STUDY QUESTIONS |
A – Copy the text on cleaning cutting boards between "Take your half" and "to the next step.", inclusive.
B – Translate this sentence from the cutting board cleaning text into Spanish: "Liberally sprinkle salt on your cutting board."
C – Write the next part of the text on cleaning cutting boards, picking up after its last sentence.

TEXT FOR ANALYSIS |
/---

Start by giving your cutting board a good scrape with your bench scraper. This will get rid of any stuck-on bits of food and any other gunk that might be on top of the board.
Liberally sprinkle salt on your cutting board. You want to use enough salt to create a meaningful amount of slurry, without all of the salt dissolving in the next step. Coarse salt works best.
Take your half lemon and use it as a scouring pad on top of your salted cutting board. The juice from the lemon combined with the salt will make a very effective cleaning slurry.
After scouring, let the lemon juice and salt sit for 5-10 minutes before moving on to the next step.
Also, you don’t have to use fresh unsqueezed lemon for this.
Go ahead and squeeze most of the juice out beforehand and make yourself a refreshing beverage to reward all of your hard work.
Next, use your bench scraper and give the board another thorough scrape. This will get rid of all of the salt, lemon juice, and grime that you just scrubbed out of your board.
Finally, use a clean cloth or paper towel and give your cutting board one final wipe down. The bench scraper will have done most of the work, but a towel will get rid of any remaining salt and leave the board dry and ready to use.
Wood vs. Plastic Cutting Boards
Personally, I have one large wooden cutting board that sits on my counter at all times. It gets used for 90% of the food I prep and cook at home.
I even use it for quick raw meat prep tasks (gasp!).
For the most part, a bench scraper, soap, and water are all you need to keep your wooden cutting board clean. But never the dishwasher. That’s a quick way to cause your board to warp and crack.
And while some may refuse to place raw meat on a wooden cutting board, it’s been proven to be just as, if not safer than using a plastic one. The important thing is to simply clean them after using them with any ingredients that may contain unwanted bacteria.
For the other 10% of the time, I do use a plastic board.
For the most part, my plastic board works well when the wooden cutting board is already in use, or if I’m doing a lot of meat prep or breaking down fish.
And the main reason I use it for that type of protein prep is that it’s lighter and easier to clean in the sink. Plus, I can run it through the dishwasher if things get particularly messy.
When To Salt A Cutting Board
A majority of the time, a wooden cutting board can be cleaned just like most other things in the kitchen. Soap, water, and a sponge or cleaning brush.

\---

(Data for pointing at described regions)
/---

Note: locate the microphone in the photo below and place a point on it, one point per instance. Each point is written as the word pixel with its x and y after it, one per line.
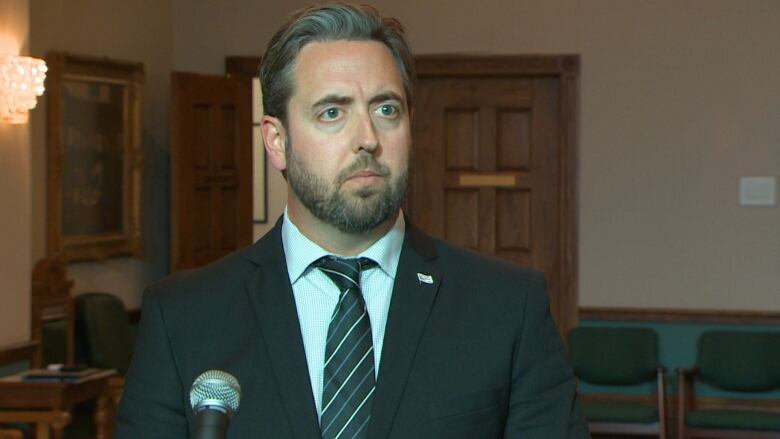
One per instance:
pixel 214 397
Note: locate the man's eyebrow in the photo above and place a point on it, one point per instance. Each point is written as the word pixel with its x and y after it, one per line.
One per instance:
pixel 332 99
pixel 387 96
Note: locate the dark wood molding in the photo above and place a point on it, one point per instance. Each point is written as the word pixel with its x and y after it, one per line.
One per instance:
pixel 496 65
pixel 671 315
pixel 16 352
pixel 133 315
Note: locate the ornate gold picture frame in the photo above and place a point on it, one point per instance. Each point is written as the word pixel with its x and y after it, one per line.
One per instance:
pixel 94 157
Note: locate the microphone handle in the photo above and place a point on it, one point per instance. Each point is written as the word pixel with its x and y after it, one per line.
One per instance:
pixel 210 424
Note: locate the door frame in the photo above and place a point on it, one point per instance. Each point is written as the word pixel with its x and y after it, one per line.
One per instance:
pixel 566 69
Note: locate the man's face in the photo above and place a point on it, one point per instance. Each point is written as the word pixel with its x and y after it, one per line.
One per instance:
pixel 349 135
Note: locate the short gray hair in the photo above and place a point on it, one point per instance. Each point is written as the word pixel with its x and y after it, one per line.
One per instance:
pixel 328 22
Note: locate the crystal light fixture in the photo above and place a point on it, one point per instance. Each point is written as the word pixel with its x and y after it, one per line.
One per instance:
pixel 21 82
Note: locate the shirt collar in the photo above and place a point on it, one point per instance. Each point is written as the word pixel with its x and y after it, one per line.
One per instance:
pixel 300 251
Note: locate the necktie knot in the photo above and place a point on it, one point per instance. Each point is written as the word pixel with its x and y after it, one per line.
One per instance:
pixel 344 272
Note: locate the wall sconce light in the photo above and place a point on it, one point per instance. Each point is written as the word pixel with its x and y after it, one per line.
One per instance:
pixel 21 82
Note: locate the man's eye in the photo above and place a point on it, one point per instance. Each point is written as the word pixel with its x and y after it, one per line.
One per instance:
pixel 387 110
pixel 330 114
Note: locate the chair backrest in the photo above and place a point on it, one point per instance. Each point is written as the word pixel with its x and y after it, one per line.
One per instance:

\---
/---

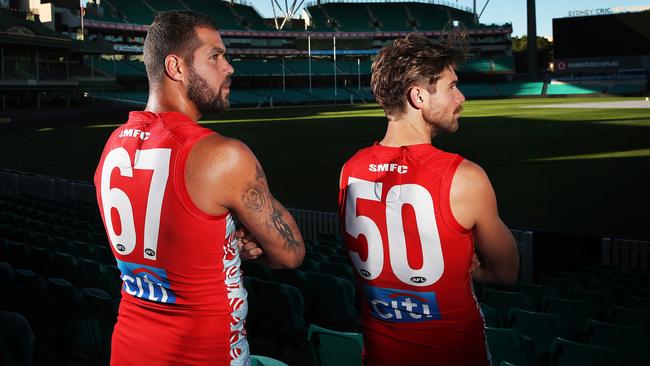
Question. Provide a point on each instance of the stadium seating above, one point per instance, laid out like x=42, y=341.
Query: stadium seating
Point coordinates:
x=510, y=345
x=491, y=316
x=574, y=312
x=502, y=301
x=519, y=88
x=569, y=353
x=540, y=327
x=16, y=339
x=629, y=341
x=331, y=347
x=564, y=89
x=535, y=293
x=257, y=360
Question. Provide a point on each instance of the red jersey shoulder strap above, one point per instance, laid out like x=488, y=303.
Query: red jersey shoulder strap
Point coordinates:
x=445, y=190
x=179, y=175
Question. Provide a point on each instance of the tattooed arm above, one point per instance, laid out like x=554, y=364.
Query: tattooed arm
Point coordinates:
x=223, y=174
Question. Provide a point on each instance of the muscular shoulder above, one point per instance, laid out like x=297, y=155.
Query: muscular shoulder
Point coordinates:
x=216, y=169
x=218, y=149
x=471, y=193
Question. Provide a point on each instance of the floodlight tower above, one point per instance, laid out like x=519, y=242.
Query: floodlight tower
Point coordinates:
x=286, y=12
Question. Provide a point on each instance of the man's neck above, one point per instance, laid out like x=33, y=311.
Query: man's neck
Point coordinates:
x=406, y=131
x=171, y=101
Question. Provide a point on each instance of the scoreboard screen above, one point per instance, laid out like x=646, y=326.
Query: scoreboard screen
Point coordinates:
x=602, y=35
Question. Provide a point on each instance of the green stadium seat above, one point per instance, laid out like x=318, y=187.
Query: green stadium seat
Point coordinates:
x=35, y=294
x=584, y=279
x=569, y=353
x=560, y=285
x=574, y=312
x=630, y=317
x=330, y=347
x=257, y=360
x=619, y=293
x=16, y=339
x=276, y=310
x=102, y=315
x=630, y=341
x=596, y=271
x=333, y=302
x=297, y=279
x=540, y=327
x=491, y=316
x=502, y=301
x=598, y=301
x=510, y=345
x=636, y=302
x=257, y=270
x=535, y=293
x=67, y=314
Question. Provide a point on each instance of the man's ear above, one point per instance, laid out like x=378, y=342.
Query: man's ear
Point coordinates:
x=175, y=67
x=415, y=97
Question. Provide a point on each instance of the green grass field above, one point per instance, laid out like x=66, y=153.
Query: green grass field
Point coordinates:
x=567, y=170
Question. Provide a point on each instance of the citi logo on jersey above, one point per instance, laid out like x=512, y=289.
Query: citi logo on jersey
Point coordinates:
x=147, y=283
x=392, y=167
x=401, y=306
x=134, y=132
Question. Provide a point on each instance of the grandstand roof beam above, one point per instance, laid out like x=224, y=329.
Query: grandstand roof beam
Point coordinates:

\---

PER-TASK ANSWERS |
A –
Take your half lemon and use it as a scouring pad on top of your salted cutting board. The juice from the lemon combined with the salt will make a very effective cleaning slurry.
After scouring, let the lemon juice and salt sit for 5-10 minutes before moving on to the next step.

B – Espolvorea sal generosamente sobre tu tabla de cortar.

C –
The main reasons that you would turn to a deeper cleaning process like the salt and lemon technique, is if you notice your board has an “off” odor, or if something like beets leaves a stain that you’re not fond of.
Other than that, it’s not a bad idea to do it once a month or so just to keep your board looking and smelling good.
Special Care Tips For “After” Salting
After you salt your cutting board, it should look and smell pretty good. But you might also notice that it looks drier than normal. This is because the acid from the lemon will remove some of the oils from the board, while the salt pulls out excess moisture (a good thing).
So, this is the perfect time to apply a coating of oil to help seal the wood and keep it from warping or cracking.
Get into the habit of repeating this regular cutting board maintenance about once a month. Do that and you and your cutting board will have a long and healthy future.
Frequently Asked Questions
Why Do You Salt A Wooden Cutting Board?
Salting a cutting board is a deep cleaning method using two, natural household ingredients. It’s a great way to refresh a wooden board that has developed any odors or has any stains.
Does Salt Disinfect Cutting Boards?
In most cases salt will not truly disinfect a cutting board. Salt can kill some bacteria by removing all of its moisture. But, the amount of salt and time required are difficult to measure at home, making it an unreliable method.
How Often Should I Replace My Cutting Board?
Replace your wooden cutting board if it becomes excessively warped or develops any deep gouges or cracks. Warped boards can be unstable and usafe to use with a knife, and gauges or cracks are prone to bacterial growth and mold.